### STATED GOAL 1:
Copy out every line of the records that contains the string "colon".

### TEXT PASSAGE:
Studio album by King Stingray
- Released: 8 November 2024
- Studio: El Rancho (Federal); Roy's house; The Grove (Central Coast); Frying Pan (Hobart); Inventions (Footscray);
- Length: 41:11
- Label: Cooking Vinyl Australia
- Producer: Roy Kellaway

King Stingray chronology
| King Stingray (2022) | For the Dreams (2024) |  |

Singles from For the Dreams
- "Lookin' Out" Released: 26 June 2023; "Through the Trees" Released: 22 March 2024; "Best Bit" Released: 31 May 2024; "Cat 5 (Cyclone)" Released: 23 August 2024; "Light Up the Path" Released: 11 October 2024; "Southerly" Released: 8 November 2024; "Day Off" Released: December 2024;

= For the Dreams =

For the Dreams is the second studio album from Australian rock group, King Stingray. It was released on 8 November 2024 through Cooking Vinyl Australia.

Upon announcement on 22 August 2024, the group described the album as a "joyous celebration of life and the planet" saying, "Nothing's changed in the sense that we're still who we are, we're still playing music and enjoying things, but what I think is different about this one is there's a little bit more lived experience."

The album will be supported with an Australian tour, commencing in March 2025.

At the AIR Awards of 2025, the album was nominated for Independent Album of the Year and Best Independent Rock Album or EP.

At the National Indigenous Music Awards 2025 the album was nominated for Album of the Year.

At the 2025 ARIA Music Awards, the album was nominated for ARIA Award for Best Rock Album.

### EXTRACTED DATA:
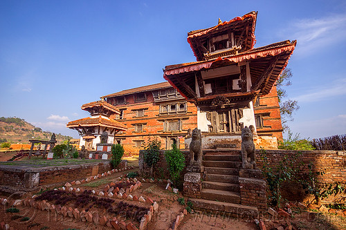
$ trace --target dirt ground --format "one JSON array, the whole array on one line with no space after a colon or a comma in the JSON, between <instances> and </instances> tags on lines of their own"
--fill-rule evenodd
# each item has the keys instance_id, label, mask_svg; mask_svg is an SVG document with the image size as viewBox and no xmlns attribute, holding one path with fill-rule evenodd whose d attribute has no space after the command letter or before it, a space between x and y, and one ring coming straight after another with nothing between
<instances>
[{"instance_id":1,"label":"dirt ground","mask_svg":"<svg viewBox=\"0 0 346 230\"><path fill-rule=\"evenodd\" d=\"M0 151L0 162L7 162L8 160L11 159L16 154L17 151L10 151L8 153Z\"/></svg>"},{"instance_id":2,"label":"dirt ground","mask_svg":"<svg viewBox=\"0 0 346 230\"><path fill-rule=\"evenodd\" d=\"M138 166L138 160L129 160L129 165ZM89 183L74 186L74 187L78 186L83 189L95 190L95 191L102 191L106 184L111 182L117 182L119 180L119 177L137 170L138 168L135 168L130 171L116 173ZM138 197L143 195L145 198L150 198L159 204L159 212L155 216L154 223L151 223L148 226L148 229L168 229L172 227L172 224L176 215L183 211L186 207L186 205L181 205L177 201L178 198L183 198L181 194L175 194L165 190L165 186L166 184L164 183L143 182L143 186L139 189L131 193L132 195ZM56 186L56 184L53 185L50 189ZM42 187L41 189L44 190L48 188ZM32 193L28 193L21 199L31 197L39 191L39 189ZM0 194L0 197L8 198L8 194ZM188 201L187 198L184 198L184 199L186 202ZM114 200L116 202L121 200L119 199ZM126 202L135 204L134 202ZM143 205L147 206L148 204L143 204ZM99 224L86 222L77 222L69 217L64 218L62 215L57 215L51 212L38 211L27 207L19 207L19 212L17 213L6 213L6 210L8 207L5 207L0 205L0 222L3 221L10 224L15 229L110 229L108 227L102 227ZM292 210L293 212L293 218L273 218L268 213L261 215L260 218L264 221L267 229L277 229L280 226L284 229L289 229L289 225L291 225L293 229L346 229L345 218L331 213L322 213L317 211L303 210L298 207L293 207ZM112 217L111 215L107 213L106 210L98 210L98 211L109 218ZM23 219L25 217L28 218ZM252 219L237 219L229 217L227 215L212 215L195 211L184 217L178 229L253 230L259 229L259 227Z\"/></svg>"}]
</instances>

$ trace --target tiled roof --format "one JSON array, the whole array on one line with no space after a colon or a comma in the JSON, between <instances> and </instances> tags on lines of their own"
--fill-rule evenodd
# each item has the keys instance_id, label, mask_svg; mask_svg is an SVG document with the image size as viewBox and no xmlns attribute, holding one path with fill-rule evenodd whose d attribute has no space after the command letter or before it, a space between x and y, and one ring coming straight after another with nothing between
<instances>
[{"instance_id":1,"label":"tiled roof","mask_svg":"<svg viewBox=\"0 0 346 230\"><path fill-rule=\"evenodd\" d=\"M67 128L75 128L81 126L101 126L110 128L116 128L120 130L126 131L127 128L124 124L116 120L105 119L101 116L98 117L85 117L75 121L72 121L66 124Z\"/></svg>"},{"instance_id":2,"label":"tiled roof","mask_svg":"<svg viewBox=\"0 0 346 230\"><path fill-rule=\"evenodd\" d=\"M284 47L284 46L291 45L291 44L295 45L295 43L296 43L296 41L293 41L292 42L291 42L289 40L286 40L286 41L284 41L273 43L272 44L265 46L255 48L253 48L253 49L251 49L251 50L247 50L245 52L242 52L239 53L237 55L229 55L227 57L222 57L223 58L224 57L237 57L237 56L241 56L241 55L243 55L245 54L249 54L249 53L252 53L252 52L261 52L261 51L271 50L271 49L273 49L273 48L277 48ZM215 60L207 60L207 61L194 61L194 62L182 63L180 64L170 65L170 66L167 66L165 67L165 71L173 70L173 69L181 68L181 67L193 66L195 64L202 64L202 63L205 63L205 62L213 62L215 61Z\"/></svg>"},{"instance_id":3,"label":"tiled roof","mask_svg":"<svg viewBox=\"0 0 346 230\"><path fill-rule=\"evenodd\" d=\"M84 104L84 105L82 106L82 109L84 110L86 108L91 108L91 107L94 107L94 106L103 106L106 108L108 108L111 111L116 112L117 113L120 113L119 110L117 108L116 108L116 106L110 104L109 103L108 103L104 100L99 100L97 102L93 102Z\"/></svg>"},{"instance_id":4,"label":"tiled roof","mask_svg":"<svg viewBox=\"0 0 346 230\"><path fill-rule=\"evenodd\" d=\"M135 93L150 91L150 90L156 90L156 89L158 89L158 88L170 88L170 87L172 87L172 86L170 84L170 83L168 83L167 82L165 82L154 84L152 85L149 85L149 86L141 86L141 87L125 90L122 91L109 94L108 95L102 96L102 97L101 97L101 98L121 96L121 95L125 95L132 94L132 93Z\"/></svg>"}]
</instances>

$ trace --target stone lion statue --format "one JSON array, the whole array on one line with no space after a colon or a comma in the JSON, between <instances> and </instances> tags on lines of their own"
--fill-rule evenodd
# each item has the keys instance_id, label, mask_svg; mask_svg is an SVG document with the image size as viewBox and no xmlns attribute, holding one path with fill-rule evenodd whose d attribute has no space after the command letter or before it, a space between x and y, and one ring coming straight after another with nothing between
<instances>
[{"instance_id":1,"label":"stone lion statue","mask_svg":"<svg viewBox=\"0 0 346 230\"><path fill-rule=\"evenodd\" d=\"M242 129L242 167L243 169L255 169L256 166L255 144L253 144L253 132L250 128L245 126Z\"/></svg>"},{"instance_id":2,"label":"stone lion statue","mask_svg":"<svg viewBox=\"0 0 346 230\"><path fill-rule=\"evenodd\" d=\"M197 128L192 131L190 144L190 169L199 169L202 163L202 136Z\"/></svg>"}]
</instances>

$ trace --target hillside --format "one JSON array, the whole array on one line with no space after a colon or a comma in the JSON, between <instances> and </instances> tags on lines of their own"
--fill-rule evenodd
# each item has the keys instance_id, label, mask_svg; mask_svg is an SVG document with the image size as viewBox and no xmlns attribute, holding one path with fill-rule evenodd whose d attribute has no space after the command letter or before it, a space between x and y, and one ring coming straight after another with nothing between
<instances>
[{"instance_id":1,"label":"hillside","mask_svg":"<svg viewBox=\"0 0 346 230\"><path fill-rule=\"evenodd\" d=\"M18 117L0 117L0 142L29 144L29 139L49 140L53 133L44 131ZM72 139L60 133L55 133L57 143Z\"/></svg>"}]
</instances>

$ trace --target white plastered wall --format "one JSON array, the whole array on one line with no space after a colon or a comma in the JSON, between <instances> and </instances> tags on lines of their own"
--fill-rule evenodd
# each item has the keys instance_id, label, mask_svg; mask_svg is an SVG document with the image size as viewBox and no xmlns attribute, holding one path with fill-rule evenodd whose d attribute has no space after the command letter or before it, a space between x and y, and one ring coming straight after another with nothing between
<instances>
[{"instance_id":1,"label":"white plastered wall","mask_svg":"<svg viewBox=\"0 0 346 230\"><path fill-rule=\"evenodd\" d=\"M239 123L243 123L244 127L253 125L255 127L255 133L256 133L256 122L255 121L253 102L250 102L248 106L249 108L243 109L243 117L239 119Z\"/></svg>"},{"instance_id":2,"label":"white plastered wall","mask_svg":"<svg viewBox=\"0 0 346 230\"><path fill-rule=\"evenodd\" d=\"M201 132L208 132L209 131L208 125L211 124L207 119L207 113L201 112L201 109L197 107L197 128Z\"/></svg>"}]
</instances>

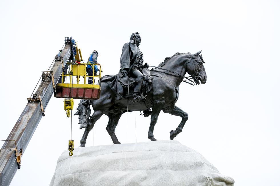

### STATED GOAL 2:
Rewrite the paragraph of the album article beginning "Upon announcement on 22 August 2024" in a shorter form, keeping its main facts.

### REPLY 1:
$ trace --target dirt ground --format "one JSON array, the whole array on one line with no space after a colon or a comma in the JSON, between <instances> and </instances> tags on lines of their own"
$ trace --target tiled roof --format "one JSON array, the whole array on one line with no space after a colon or a comma in the JSON, between <instances> and </instances> tags on lines of their own"
$ trace --target stone lion statue --format "one JSON array, the whole array on one line with no space after a colon or a comma in the JSON, between <instances> and </instances> tags on lines of their own"
$ trace --target hillside --format "one JSON array, the whole array on one line with no space after a colon or a comma in the JSON, between <instances> and </instances> tags on lines of their own"
$ trace --target white plastered wall --format "one JSON array, the whole array on one line with no space after a colon or a comma in the JSON, between <instances> and </instances> tags on lines of their own"

### REPLY 2:
When the album was announced on 22 August 2024, the group called it a "joyous celebration of life and the planet." They said they are still the same people, still playing music and enjoying things, but this album carries a little more lived experience.